- [Tasks and exercises]:
1. Answer these questions about the blog excerpt, one per line:
(a) What appliance does the writer say they own?
(b) Besides the writer, what does the blog excerpt say is also stunning?
(c) Which disease did the writer nearly believe they had while researching hemorrhagic fevers?
2. Write what comes next in the blog excerpt about popcorn, stunning eels and a hypochondriac health reporter, picking up after its final sentence.

- [Passage to read]:

=== Section Start ===

I own an air popcorn popper.
I can die happy now.
Owl is an Eel?
Thursday, November 02, 2006

So this looked a lot better on my computer but when I saved it it went all blah - something to do with data transfer from sumfing into sumfingelses. Bumps or Jpegs or sumat.
Hey, that's a great line to use in the real: 'My face looked great in the mirror this morning but it doesn't transfer well into other people's eyes. You'll just have to take my word for it, I'm stunning in certain lighting.'
Don't you love how ambigious an adjective 'stunning' is.
I'm stunning.
So are electric eels.
EBOLLLAAAAAAAAA!
Wednesday, November 01, 2006
On a lighter, and less self-pitying, note - perhaps I should NOT cover health issues at my paper. Today I was researching hemorrhagic fevers and nearly convinced myself I had Ebola. Genius that I am, as I was going down the list of symptoms and I found myself idly trying to apply them all to myself. Hypochondriac health reporter. Bad combination making for a short lived career.

=== Section End ===

- [Supplied entries]:
=== Section Start ===

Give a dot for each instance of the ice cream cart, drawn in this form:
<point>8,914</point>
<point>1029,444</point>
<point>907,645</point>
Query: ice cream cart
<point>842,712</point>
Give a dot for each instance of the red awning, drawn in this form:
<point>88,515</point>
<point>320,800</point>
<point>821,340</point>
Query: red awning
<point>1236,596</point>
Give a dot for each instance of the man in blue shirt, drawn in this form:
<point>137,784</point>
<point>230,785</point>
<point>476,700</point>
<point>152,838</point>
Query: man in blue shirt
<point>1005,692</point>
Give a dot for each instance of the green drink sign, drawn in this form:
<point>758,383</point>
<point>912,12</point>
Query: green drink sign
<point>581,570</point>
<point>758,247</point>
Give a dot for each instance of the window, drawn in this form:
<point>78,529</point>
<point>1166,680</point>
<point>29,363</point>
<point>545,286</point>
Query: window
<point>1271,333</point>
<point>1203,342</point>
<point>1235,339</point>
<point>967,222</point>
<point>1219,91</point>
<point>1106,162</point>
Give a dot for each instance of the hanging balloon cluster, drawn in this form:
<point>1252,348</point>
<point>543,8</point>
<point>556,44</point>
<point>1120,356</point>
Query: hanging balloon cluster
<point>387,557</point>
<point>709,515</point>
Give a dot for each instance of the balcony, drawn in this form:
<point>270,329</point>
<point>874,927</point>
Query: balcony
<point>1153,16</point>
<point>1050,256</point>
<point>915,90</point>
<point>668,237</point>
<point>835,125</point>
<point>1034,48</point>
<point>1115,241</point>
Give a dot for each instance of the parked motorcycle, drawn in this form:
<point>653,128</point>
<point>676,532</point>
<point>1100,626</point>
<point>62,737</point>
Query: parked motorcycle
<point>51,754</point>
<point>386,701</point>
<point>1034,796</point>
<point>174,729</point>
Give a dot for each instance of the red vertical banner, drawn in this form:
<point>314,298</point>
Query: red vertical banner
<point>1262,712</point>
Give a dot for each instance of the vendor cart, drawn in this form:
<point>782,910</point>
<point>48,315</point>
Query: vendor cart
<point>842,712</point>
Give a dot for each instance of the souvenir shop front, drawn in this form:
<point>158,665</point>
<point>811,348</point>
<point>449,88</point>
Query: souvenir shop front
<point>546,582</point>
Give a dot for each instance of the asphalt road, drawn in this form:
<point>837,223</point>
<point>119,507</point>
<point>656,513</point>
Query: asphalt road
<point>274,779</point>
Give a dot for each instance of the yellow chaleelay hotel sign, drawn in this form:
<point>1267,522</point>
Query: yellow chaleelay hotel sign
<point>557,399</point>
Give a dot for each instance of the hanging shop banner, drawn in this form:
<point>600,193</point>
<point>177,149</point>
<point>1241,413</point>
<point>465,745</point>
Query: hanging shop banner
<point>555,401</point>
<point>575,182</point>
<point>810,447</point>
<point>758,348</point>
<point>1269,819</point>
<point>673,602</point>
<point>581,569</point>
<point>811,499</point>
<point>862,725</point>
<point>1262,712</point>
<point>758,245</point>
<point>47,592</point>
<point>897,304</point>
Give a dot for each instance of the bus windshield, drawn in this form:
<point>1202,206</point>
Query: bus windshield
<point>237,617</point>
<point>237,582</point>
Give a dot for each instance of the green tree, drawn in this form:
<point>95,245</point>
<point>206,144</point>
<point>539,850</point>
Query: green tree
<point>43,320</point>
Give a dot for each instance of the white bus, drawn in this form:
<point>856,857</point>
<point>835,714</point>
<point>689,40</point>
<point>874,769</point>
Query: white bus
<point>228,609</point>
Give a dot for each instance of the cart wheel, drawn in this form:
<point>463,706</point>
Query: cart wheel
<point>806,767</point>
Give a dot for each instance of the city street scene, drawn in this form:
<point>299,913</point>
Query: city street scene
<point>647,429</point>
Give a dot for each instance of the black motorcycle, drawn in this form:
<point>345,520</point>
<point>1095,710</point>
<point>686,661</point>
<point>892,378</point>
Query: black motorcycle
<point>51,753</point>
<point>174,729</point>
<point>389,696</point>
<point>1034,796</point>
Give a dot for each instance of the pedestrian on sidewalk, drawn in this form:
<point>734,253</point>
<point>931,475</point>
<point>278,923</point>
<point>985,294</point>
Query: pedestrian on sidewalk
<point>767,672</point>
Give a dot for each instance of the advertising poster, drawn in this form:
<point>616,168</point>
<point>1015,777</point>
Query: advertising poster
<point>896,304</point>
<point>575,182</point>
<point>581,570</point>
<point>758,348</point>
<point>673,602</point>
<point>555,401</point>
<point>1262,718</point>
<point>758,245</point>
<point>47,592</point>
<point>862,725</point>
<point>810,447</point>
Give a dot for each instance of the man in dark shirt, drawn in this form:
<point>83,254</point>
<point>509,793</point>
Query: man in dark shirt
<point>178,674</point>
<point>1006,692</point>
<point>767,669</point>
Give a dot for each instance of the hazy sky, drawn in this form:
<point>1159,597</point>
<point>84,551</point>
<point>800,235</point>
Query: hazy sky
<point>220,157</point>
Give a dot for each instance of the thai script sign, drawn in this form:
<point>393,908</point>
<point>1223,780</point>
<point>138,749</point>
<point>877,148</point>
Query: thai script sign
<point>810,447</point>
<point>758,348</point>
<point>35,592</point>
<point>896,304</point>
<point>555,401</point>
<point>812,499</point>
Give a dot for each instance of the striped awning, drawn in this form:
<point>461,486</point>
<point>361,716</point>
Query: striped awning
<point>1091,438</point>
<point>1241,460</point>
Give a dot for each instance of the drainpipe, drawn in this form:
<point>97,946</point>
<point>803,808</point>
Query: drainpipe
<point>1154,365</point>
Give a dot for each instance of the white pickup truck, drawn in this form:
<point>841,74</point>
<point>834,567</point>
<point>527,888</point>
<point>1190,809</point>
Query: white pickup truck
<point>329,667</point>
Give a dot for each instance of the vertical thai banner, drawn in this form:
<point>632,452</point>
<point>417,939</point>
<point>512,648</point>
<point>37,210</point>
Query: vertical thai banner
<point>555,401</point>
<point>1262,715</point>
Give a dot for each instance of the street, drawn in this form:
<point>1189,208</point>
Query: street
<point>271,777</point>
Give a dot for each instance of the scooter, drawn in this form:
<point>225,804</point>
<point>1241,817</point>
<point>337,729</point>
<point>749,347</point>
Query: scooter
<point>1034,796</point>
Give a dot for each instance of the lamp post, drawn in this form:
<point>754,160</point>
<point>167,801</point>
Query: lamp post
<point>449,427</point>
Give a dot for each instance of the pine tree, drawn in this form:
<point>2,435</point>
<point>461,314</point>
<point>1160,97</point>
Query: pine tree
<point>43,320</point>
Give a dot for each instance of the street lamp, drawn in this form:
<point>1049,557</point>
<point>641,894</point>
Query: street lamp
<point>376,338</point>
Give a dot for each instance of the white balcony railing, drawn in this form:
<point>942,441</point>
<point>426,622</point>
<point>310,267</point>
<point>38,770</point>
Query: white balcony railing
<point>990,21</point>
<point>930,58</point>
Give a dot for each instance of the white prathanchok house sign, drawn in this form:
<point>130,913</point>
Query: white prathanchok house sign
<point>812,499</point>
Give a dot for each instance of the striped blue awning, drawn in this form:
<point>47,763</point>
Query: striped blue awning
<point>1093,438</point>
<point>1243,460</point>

=== Section End ===

- [Per-task answers]:
1.
(a) An air popcorn popper.
(b) Electric eels.
(c) Ebola.

2.
It's called an epiphany
I am in way over my head. In work. In life. Dunno who was the idiot who let me believe I could handle anything. Everything. Oh wait, that would be me again. The result is the painful conclusion - “You have been weighed, measured and found wanting.” It was funny hearing that in A Knight’s Tale. The baddy in the black armour deserved it. It’s not so funny getting it in the real. Kinda debilitating, really. But I guess I deserved to be knocked off my high horse. I’m nothing exceptional and it wasn’t exactly healthy wandering around thinking I was. Blame it on the American school system. “You can do anything! Reach for the stars!” Bull. If you’re mediocre, so shall ye remain until you get a brain transplant and some extreme training from Niccolo Machiavelli. So hello world, my name is Owl and I’m an idiot. Sorry it’s taken me so long to figure that out.